■ EXERCISE DIRECTIONS: Repeat verbatim everything from the line containing "Spot the handbag" down to the line containing "[[34, 376]]", both of those lines included, and nothing else.

■ RECORDS FOR PROCESSING:

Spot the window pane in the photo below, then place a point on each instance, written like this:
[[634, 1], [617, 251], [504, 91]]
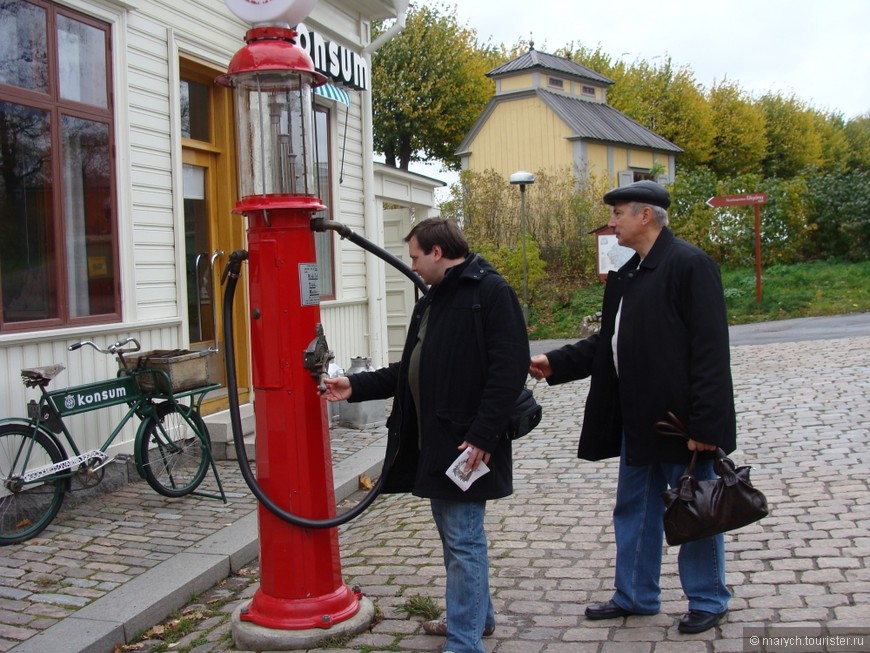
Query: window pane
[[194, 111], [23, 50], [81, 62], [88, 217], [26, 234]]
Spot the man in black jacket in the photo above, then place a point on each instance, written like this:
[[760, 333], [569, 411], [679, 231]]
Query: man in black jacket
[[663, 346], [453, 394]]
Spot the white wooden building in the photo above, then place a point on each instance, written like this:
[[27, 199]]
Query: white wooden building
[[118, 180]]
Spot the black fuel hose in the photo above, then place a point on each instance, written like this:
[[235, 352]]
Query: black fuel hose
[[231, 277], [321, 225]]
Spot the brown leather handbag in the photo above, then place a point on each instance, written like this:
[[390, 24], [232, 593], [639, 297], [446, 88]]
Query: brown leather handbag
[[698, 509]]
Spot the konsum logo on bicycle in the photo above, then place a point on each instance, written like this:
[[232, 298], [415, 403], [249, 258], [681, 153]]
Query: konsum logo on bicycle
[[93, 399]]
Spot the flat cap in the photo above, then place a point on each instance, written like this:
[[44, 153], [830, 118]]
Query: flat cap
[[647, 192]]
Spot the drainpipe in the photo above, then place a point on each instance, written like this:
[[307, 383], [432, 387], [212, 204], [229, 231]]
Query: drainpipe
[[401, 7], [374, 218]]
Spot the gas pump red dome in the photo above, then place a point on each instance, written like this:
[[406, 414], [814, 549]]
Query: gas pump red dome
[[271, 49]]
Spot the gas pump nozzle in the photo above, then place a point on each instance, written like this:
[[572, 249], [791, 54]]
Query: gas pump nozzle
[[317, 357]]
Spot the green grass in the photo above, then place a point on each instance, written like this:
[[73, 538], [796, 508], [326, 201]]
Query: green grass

...

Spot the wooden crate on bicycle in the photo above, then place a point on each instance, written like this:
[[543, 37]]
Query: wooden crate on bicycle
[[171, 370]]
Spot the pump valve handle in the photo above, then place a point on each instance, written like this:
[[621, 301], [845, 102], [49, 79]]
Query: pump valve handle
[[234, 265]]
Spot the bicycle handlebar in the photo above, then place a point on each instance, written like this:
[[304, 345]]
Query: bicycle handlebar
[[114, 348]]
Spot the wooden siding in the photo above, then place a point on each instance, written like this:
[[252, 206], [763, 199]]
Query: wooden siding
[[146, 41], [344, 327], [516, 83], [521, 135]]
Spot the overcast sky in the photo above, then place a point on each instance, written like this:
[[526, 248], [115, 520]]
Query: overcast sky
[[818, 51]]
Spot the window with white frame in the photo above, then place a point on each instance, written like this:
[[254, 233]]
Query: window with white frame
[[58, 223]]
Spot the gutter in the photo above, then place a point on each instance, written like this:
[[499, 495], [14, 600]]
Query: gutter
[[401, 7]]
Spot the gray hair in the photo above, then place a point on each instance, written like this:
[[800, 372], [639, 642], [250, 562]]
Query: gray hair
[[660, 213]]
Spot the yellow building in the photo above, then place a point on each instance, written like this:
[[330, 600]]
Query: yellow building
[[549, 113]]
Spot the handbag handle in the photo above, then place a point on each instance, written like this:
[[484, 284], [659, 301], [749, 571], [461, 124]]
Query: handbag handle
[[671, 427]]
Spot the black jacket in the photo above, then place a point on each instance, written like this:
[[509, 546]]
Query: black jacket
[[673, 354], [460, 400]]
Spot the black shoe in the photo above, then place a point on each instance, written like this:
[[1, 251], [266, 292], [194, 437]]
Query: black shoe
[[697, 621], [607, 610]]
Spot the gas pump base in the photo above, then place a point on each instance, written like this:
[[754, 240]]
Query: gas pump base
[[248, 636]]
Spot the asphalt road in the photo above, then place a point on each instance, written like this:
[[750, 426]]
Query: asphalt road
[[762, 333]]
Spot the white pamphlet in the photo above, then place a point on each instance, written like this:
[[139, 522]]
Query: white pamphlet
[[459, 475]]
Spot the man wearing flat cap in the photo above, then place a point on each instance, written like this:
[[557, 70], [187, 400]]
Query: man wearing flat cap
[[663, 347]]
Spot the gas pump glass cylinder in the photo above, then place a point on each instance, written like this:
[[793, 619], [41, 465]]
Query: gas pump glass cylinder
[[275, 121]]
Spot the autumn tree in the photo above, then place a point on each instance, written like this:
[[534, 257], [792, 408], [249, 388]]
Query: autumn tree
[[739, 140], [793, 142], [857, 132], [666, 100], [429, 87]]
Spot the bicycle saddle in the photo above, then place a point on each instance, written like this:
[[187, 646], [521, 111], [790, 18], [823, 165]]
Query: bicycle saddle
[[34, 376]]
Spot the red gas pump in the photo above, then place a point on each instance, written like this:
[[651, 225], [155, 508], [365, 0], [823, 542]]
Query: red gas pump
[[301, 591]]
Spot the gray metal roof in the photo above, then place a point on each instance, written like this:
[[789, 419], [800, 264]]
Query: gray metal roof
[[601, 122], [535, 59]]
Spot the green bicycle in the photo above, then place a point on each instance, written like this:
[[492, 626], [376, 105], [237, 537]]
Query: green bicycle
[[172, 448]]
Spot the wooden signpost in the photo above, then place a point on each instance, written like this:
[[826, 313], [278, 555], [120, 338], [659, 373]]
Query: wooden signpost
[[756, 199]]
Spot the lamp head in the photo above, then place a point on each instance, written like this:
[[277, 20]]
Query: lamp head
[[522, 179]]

...

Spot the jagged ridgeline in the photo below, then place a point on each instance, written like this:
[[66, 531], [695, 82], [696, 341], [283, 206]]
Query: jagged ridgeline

■ ANSWER FOR THE TASK:
Spot the handbag handle in the photo above, then place a point on each instance, written like this:
[[484, 284], [659, 301], [749, 571], [461, 124]]
Query: handbag handle
[[671, 427]]
Spot the black jacket in the photo above, then place a point on each instance, written like this:
[[509, 546]]
Query: black jacket
[[673, 354], [460, 400]]
Spot the black shoe in the photo above, then place a point on each instance, written like this:
[[1, 251], [266, 292], [194, 437]]
Query: black shoe
[[697, 621], [607, 610]]
Spot the gas pump base in the photo above, then place a point on each instance, written like this:
[[754, 240]]
Query: gas pump base
[[248, 636]]
Spot the asphalt road in the photo above, then place a point on each instance, written like this:
[[750, 426]]
Query: asphalt road
[[762, 333]]
Spot the white pamphlet in the photo above, then place a point on each instance, written like this:
[[139, 522]]
Query: white pamphlet
[[459, 475]]
Spot the man wearing flat cap in the photo above, then place a point on each instance, written like this:
[[557, 70], [187, 400]]
Query: man wearing flat cap
[[663, 347]]
Spot the gas pump glass cylinder in the photo above, then place a point on each instance, written like this:
[[793, 619], [41, 465]]
Query: gas pump glass cylinder
[[275, 121]]
Spot the autumn tree in the photo above, then place a point on each instance, written like this:
[[534, 257], [792, 408], [249, 388]]
Query: autumn tree
[[739, 140], [793, 142], [857, 132], [666, 100], [429, 87]]
Spot the bicycle saddle in the photo above, then place a point on each instance, written like this:
[[187, 646], [521, 111], [790, 18], [823, 165]]
Query: bicycle saddle
[[34, 376]]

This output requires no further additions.